L'acquisition de l'arme nucléaire par l'Iran aurait aussi un puissant impact sur la Turquie, surtout si la garantie de sécurité américaine venait à être perçue comme se dégradant, soit compte tenu de la distension du lien bilatéral soit si les Turcs percevaient une baisse de l'intérêt américain pour l'OTAN en tant que telle.

Enfin, les processus de prolifération, il faut le rappeler, se déroulent sur des périodes longues. À cet égard, si la construction d'un État irakien qui soit en mesure d'assurer le contrôle de son territoire semble aujourd'hui une perspective lointaine, il n'en reste pas moins que, à plus long terme, un Irak souverain ne pourrait ignorer la bombe nucléaire iranienne dans l'évaluation qu'il ferait de son environnement de sécurité régionale.

En ce qui concerne les équilibres conventionnels régionaux, l'arme nucléaire iranienne faciliterait des manœuvres d'intimidation, en direction des monarchies du Golfe ou dans les eaux du Golfe persique lui-même, afin d'asseoir le contrôle de l'Iran sur des voies de passage maritimes.

La question de savoir si une arme nucléaire iranienne serait offensive ou défensive n'a guère de pertinence. De par son existence même, cette arme aurait une capacité coercitive, à moins de considérer que les Etats qui souhaitent assurer leurs intérêts dans cette zone seraient prêts à employer l'arme nucléaire pour riposter à de simples manœuvres d'intimidation par l'Iran.

Pour toutes ces raisons, les choix qui seront faits, ou qui ne le seront pas, dans les semaines, les mois et les quelques années qui viennent seront déterminants. C'est pourquoi le gouvernement français s'est fortement impliqué dans cette crise.

Evoquant les perspectives qu'il est possible de dégager, M. Philippe Errera a estimé que la gestion de cette crise par les Etats-Unis et l'Europe se présentait à ce stade comme l'inverse de ce qu'avait été la gestion de la crise irakienne. Il existe en effet un relatif consensus sur la menace, un accord sur l'objectif et une coopération diplomatique efficace dans le cadre des institutions multilatérales existantes, l'AIEA hier, le Conseil de sécurité aujourd'hui. Cet acquis doit être maintenu et consolidé. Il a considéré qu'en dépit des lenteurs que l'on observe, et qui sont effectivement frustrantes, surtout quand l'Iran continue d'avancer rapidement dans le développement de son programme, le pire serait toutefois de céder au défaitisme, par exemple en considérant que la voie multilatérale ne donne pas les résultats escomptés. L'Iran souhaite faire de ce conflit un conflit avec l'Occident, pour rallier des soutiens dans le monde arabo-musulman, et même au-delà - alors que c'est l'Iran qui, par ses actions, a enfreint les règles internationales auxquelles il a librement souscrit. Par conséquent, il est dans notre intérêt de ne pas accréditer cette idée du conflit entre l'Occident et l'Iran mais au contraire de souligner l'isolement auquel s'expose l'Iran.

Contenu des données:
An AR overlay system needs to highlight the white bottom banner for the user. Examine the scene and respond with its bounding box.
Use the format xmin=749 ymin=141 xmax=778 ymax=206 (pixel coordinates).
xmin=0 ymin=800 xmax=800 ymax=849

Consigne A: Condensez sous forme de liste le paragraphe de l'extrait qui commence par « Evoquant les perspectives » en conservant ses faits principaux.
Consigne B: Recopiez mot pour mot le passage de l'extrait allant de « Enfin, les processus » jusqu'à « de sécurité régionale. ».

Résultat attendu A:
- Selon M. Philippe Errera, la gestion de cette crise par les États-Unis et l'Europe est, à ce stade, l'inverse de celle de la crise irakienne.
- Il existe un relatif consensus sur la menace, un accord sur l'objectif et une coopération diplomatique efficace dans les institutions multilatérales existantes : l'AIEA hier, le Conseil de sécurité aujourd'hui. Cet acquis doit être maintenu et consolidé.
- Les lenteurs observées sont frustrantes, surtout quand l'Iran avance rapidement dans son programme. Le pire serait pourtant de céder au défaitisme, par exemple en jugeant que la voie multilatérale ne donne pas les résultats escomptés.
- L'Iran veut faire de ce conflit un conflit avec l'Occident afin de rallier des soutiens dans le monde arabo-musulman et au-delà. C'est pourtant lui qui a enfreint les règles internationales auxquelles il a librement souscrit.
- Il faut donc ne pas accréditer l'idée d'un conflit entre l'Occident et l'Iran et souligner au contraire l'isolement auquel l'Iran s'expose.

Résultat attendu B:
Enfin, les processus de prolifération, il faut le rappeler, se déroulent sur des périodes longues. À cet égard, si la construction d'un État irakien qui soit en mesure d'assurer le contrôle de son territoire semble aujourd'hui une perspective lointaine, il n'en reste pas moins que, à plus long terme, un Irak souverain ne pourrait ignorer la bombe nucléaire iranienne dans l'évaluation qu'il ferait de son environnement de sécurité régionale.